[TASK INSTRUCTIONS] Give the entries below as a JSON array of strings, with one string for each line and no blank lines.

[EXCERPTED RECORDS]

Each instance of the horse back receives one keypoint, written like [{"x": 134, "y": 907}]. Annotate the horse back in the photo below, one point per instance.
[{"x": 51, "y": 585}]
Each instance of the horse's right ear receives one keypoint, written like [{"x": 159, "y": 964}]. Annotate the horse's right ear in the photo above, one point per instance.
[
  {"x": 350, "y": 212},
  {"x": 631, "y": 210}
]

[FULL OUTPUT]
[
  "Each instance of the horse back receives one keypoint, written like [{\"x\": 134, \"y\": 907}]. Annotate the horse back in the photo below, one point per instance.",
  "[{\"x\": 51, \"y\": 585}]",
  "Each instance of the horse's right ear receives one keypoint, written like [{\"x\": 159, \"y\": 964}]. Annotate the horse's right ear in the photo above, one point per instance.",
  "[",
  "  {\"x\": 350, \"y\": 212},",
  "  {\"x\": 631, \"y\": 210}",
  "]"
]